→ DOCUMENT EXCERPT
Later that week, we met with Dr. George Okello, Rice360’s country lead, and his wonderful team. We coordinated clinician visits and feedback sessions with OBGYNs and pediatric surgeons. Sitting in that meeting, I had a moment. This is what I’ve always dreamed of: traveling, learning, and building solutions with real-world impact. And now, I’m in a room where it’s actually happening.

After the meeting, we took a short walk to the Java House down our street – a spot that’s quickly become part of our routine. Over spiced Malindi macchiatos (giving my homemade chai a run for its money!) and a Nairobi breeze strong enough to scatter our napkins, we caught our breath. Everyone was chatting, laughing, and checking in. Our days no longer feel new or uncertain. The same familiarity as the drivers on the footbridge seems to creep in here as well. 

Of Lions and the Coast

Over the weekend, we visited Nairobi National Park, where I saw lions nap beneath speeding trains and ostriches share space with the city skyline. It was a wild juxtaposition, and somehow, it made perfect sense. The edge between city and savanna felt thin, like a reminder that nature and structure can (and do) exist side by side. I’ve found that this feeling echoes throughout Nairobi itself. The city’s architecture feels like freedom: colorful, varied, and full of personality. It’s a city that doesn’t try to look the same, and it’s all the more alive because of it. This energy pulses through places like the Maasai Market – a rotating open-air bazaar filled with vibrant textiles, hand-carved jewelry, and bold paintings. Just walking through it feels like stepping into a palette of Nairobi’s creative spirit.

Maasai Market

And just when I thought I’d seen the full range of contrast and color, we arrived in Mombasa.

The plan was simple: take a train to the coast for a weekend of rest and exploration. The reality? All the train tickets were sold out. That wasn’t going to stop us, though. After a sleepy 5:30 a.m. start, we pivoted fast, rerouting through flight bookings at the station and somehow still finding time to stop by the Giraffe Centre, where we fed a three-month-old baby (yes, it was adorable).

With a couple of hours still remaining before our flight, we found ourselves sitting under sun-dappled trees at Cultiva, a farm-to-table spot with amazing brunch and a few wandering cats for company. My aunt, who worked in Nairobi for a year, has been giving us the best food recs!! And then – one flight delay and a 90-minute drive from the Mombasa airport later – we finally made it to Diani Beach just in time for the Summer Tides Music Festival.

Photo-based referring expression entries
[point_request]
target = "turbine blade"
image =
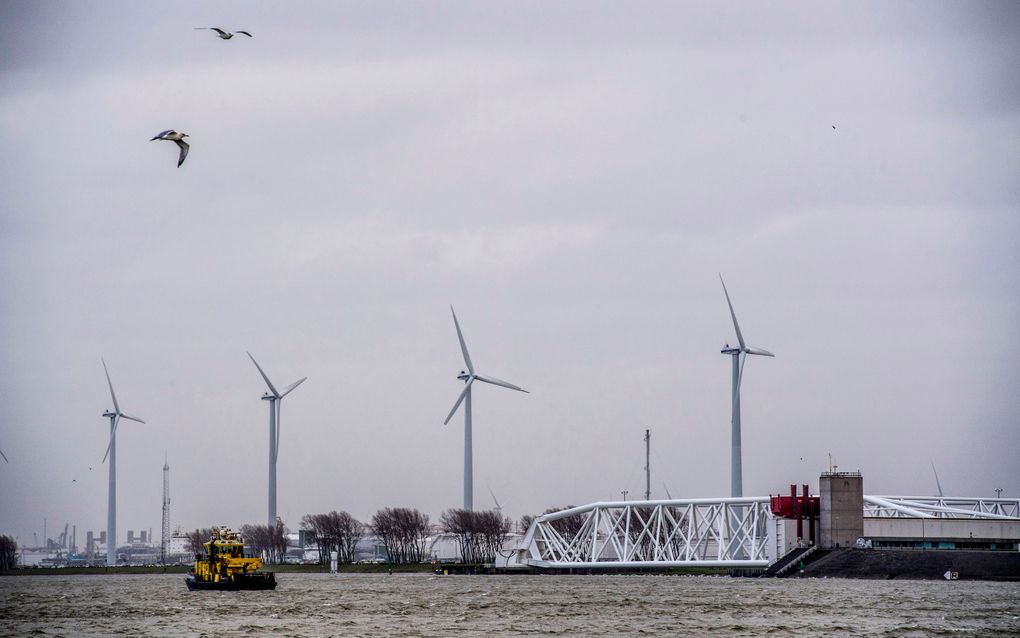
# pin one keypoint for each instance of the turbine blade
(113, 434)
(736, 327)
(267, 382)
(498, 382)
(116, 408)
(463, 346)
(294, 385)
(460, 399)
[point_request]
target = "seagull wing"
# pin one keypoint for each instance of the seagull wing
(184, 151)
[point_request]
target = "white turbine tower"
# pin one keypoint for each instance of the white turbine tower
(465, 397)
(111, 451)
(740, 355)
(274, 399)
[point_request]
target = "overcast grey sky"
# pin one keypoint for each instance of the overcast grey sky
(572, 177)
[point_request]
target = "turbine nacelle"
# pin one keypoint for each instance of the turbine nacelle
(116, 414)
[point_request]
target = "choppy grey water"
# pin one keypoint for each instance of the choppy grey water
(418, 604)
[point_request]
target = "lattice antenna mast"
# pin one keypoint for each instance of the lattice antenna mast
(648, 464)
(166, 511)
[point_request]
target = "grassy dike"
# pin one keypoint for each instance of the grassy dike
(183, 569)
(423, 568)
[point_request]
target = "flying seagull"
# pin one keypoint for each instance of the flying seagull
(177, 138)
(225, 35)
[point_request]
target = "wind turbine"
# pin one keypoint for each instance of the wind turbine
(499, 505)
(740, 355)
(465, 397)
(937, 484)
(111, 451)
(274, 399)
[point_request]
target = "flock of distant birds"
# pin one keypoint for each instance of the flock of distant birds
(179, 138)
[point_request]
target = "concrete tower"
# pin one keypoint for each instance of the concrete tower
(840, 521)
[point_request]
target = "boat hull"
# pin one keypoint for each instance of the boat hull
(247, 582)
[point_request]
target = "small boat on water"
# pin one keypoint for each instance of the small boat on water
(223, 567)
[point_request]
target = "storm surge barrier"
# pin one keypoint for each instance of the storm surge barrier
(723, 532)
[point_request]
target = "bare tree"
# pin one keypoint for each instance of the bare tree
(481, 534)
(268, 542)
(403, 532)
(338, 532)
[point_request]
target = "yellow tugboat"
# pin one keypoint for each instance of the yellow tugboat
(223, 566)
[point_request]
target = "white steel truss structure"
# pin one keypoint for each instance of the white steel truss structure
(724, 532)
(940, 507)
(721, 532)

→ YOUR GOAL
Reproduce the Nairobi travel text starting with "Later that week, we" and going on through "it’s actually happening.", renaming "feedback sessions" to "review sessions".

→ ANSWER SPACE
Later that week, we met with Dr. George Okello, Rice360’s country lead, and his wonderful team. We coordinated clinician visits and review sessions with OBGYNs and pediatric surgeons. Sitting in that meeting, I had a moment. This is what I’ve always dreamed of: traveling, learning, and building solutions with real-world impact. And now, I’m in a room where it’s actually happening.